Short task a -
Print the part of the passage on library Internet filters below that runs between "http://www.w3.org/pub/WWW/PICS/ and Recreational" and "tool for libraries.", inclusive.

══════════════════════════════

4.5 Where do librarians stand on the use of software filters to screen content on library Internet stations?

Content filtering software - AKA cyberfilters, AKA censorware - are
attempts to clean up the Internet for use in public libraries. The
concern generally centers over objectionable or adult material that
children may be exposed to. Foul language, sexually explicit graphics,
and pages with violent or anarchical subject matter are usually
targeted. Software filters use some combination of three strategies
for limiting access to web sites:

1. Build and maintain a list of forbidden sites. Problem: while there
are certain high profile adult sites that might be easily screened, it
is impossible to keep up with the thousands of web sites that are
being created every day.

2. Scan web pages for certain objectionable words or phrases. Problem:
this system usually brushes with too broad a stroke; conventional
bookstores, educational sites, and health organizations are often
trashed along with the "Teen Smut" pages.

3. Voluntary ratings adopted by web sites and acknowledged by the
browser, i.e. Platform for Internet Content (PIC)
http://www.w3.org/pub/WWW/PICS/ and Recreational Software Advisory
Council (RSACi) http://www.rsac.org . Problems: (a) the ACLU has
opposed voluntary ratings, citing government pressure on web sites to
self-censor, http://www.aclu.org/news/n080797a.html ; (b) there not
enough sites currently participating in the rating programs (300+?) to
make them a useful tool for libraries.

The major players in the filter business are:

Cyber Patrol http://www.cyberpatrol.com/
CYBERsitter http://www.cyberpatrol.com/
Net Nanny http://www.netnanny.com/
SurfWatch http://www.surfwatch.com/
Library Channel http://www.vimpact.net/tlc.htm

For a summary of the strengths and weaknesses of the various filters,
see Karen G. Schneider's The Internet Filter Assessment Project,
http://www.bluehighways.com/tifap/ . "The Internet Filter Assessment
Project began in April, 1997 as a volunteer project led by librarian
Karen G. Schneider to assess Internet filters used to block sites
and/or keywords. This project arose from a growing concern by many
librarians over the use of Internet filters in library systems. Over
30 librarians and information specialists have volunteered in the
assessment phase."

══════════════════════════════

Short task b -
Report every line in the rows below that has the string "dining" in it.

══════════════════════════════

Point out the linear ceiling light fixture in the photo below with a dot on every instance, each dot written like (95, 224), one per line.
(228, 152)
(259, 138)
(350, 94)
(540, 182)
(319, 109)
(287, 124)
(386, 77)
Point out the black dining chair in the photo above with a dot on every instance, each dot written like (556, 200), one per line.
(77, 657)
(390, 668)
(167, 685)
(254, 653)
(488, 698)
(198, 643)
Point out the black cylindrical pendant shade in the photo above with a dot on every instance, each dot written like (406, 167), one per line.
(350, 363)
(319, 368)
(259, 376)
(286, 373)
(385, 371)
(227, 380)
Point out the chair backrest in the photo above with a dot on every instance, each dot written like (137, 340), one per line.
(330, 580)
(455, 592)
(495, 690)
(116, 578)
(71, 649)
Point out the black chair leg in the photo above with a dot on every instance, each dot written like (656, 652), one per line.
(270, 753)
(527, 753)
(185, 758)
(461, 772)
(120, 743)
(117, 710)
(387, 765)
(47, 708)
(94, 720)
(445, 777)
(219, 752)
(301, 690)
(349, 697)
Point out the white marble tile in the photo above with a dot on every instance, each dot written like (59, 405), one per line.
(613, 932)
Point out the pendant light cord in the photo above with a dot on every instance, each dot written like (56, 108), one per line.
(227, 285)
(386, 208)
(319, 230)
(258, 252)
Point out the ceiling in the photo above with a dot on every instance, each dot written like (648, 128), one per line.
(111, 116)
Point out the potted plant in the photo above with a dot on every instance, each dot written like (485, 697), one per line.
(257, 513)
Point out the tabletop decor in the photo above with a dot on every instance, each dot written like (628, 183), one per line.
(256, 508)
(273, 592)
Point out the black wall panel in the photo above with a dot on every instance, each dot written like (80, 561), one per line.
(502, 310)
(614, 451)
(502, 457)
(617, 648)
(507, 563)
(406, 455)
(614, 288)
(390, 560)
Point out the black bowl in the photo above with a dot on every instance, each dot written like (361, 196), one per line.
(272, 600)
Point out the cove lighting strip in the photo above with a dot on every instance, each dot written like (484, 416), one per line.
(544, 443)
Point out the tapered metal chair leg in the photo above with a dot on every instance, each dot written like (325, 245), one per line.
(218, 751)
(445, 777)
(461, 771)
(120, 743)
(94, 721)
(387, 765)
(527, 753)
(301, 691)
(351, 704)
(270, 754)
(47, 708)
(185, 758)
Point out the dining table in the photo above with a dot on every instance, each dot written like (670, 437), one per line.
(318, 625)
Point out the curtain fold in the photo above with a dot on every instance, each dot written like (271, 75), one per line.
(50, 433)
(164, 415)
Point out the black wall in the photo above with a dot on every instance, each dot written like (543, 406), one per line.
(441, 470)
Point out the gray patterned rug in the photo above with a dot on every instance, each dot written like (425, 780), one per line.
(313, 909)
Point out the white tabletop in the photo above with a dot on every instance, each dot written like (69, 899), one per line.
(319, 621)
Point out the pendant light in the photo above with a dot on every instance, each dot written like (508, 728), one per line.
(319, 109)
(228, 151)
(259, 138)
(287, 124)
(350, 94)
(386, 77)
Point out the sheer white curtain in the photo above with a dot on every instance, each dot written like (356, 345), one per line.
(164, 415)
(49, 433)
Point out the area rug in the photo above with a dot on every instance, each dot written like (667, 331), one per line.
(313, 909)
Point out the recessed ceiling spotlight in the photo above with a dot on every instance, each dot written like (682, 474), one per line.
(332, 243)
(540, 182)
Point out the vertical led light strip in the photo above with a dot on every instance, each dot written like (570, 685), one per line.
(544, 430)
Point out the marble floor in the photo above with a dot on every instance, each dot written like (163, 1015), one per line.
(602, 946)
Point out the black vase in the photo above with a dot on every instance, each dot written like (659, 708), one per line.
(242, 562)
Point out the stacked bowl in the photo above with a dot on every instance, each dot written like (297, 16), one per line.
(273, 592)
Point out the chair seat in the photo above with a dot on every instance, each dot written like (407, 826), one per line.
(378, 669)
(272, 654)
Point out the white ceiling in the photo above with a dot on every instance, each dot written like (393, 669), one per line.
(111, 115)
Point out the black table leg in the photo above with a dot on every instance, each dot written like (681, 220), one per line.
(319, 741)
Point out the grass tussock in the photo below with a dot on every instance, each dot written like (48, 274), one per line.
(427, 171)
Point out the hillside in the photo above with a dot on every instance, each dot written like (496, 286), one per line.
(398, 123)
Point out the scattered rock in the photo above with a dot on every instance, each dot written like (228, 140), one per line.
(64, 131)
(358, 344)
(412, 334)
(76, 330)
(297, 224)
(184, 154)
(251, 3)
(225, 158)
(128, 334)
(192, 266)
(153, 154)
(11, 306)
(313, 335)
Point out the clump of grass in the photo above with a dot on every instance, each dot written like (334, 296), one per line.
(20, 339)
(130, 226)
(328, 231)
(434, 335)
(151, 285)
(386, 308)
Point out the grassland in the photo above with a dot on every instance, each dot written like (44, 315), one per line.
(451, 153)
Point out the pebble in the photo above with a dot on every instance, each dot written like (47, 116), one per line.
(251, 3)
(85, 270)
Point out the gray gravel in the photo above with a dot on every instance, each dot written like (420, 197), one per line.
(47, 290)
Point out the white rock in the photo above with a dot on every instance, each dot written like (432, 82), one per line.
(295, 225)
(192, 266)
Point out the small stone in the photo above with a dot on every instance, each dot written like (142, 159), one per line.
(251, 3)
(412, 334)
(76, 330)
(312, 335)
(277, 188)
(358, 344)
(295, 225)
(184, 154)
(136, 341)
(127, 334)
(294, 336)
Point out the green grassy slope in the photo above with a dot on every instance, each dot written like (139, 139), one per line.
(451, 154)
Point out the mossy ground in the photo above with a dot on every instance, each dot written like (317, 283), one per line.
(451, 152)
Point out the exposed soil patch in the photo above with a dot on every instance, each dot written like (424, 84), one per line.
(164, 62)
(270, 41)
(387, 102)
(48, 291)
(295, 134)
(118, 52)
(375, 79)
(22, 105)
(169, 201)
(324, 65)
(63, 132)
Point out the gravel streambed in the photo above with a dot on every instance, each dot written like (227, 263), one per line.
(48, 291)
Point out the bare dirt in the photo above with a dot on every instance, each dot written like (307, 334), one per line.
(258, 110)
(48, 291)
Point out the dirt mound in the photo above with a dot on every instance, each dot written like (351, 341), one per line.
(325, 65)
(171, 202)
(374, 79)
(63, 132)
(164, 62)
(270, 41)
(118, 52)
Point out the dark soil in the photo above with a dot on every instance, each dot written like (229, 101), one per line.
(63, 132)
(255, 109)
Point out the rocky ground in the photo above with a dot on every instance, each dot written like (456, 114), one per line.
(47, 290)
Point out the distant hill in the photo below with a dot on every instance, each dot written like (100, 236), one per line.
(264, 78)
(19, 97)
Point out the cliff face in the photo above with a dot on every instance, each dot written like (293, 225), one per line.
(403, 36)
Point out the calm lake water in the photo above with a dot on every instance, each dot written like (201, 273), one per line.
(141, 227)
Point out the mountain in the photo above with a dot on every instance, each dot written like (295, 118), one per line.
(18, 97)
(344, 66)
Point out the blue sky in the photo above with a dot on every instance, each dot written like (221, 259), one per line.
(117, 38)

══════════════════════════════

Written answer a -
http://www.w3.org/pub/WWW/PICS/ and Recreational Software Advisory
Council (RSACi) http://www.rsac.org . Problems: (a) the ACLU has
opposed voluntary ratings, citing government pressure on web sites to
self-censor, http://www.aclu.org/news/n080797a.html ; (b) there not
enough sites currently participating in the rating programs (300+?) to
make them a useful tool for libraries.

Written answer b -
Point out the black dining chair in the photo above with a dot on every instance, each dot written like (556, 200), one per line.
Point out the dining table in the photo above with a dot on every instance, each dot written like (670, 437), one per line.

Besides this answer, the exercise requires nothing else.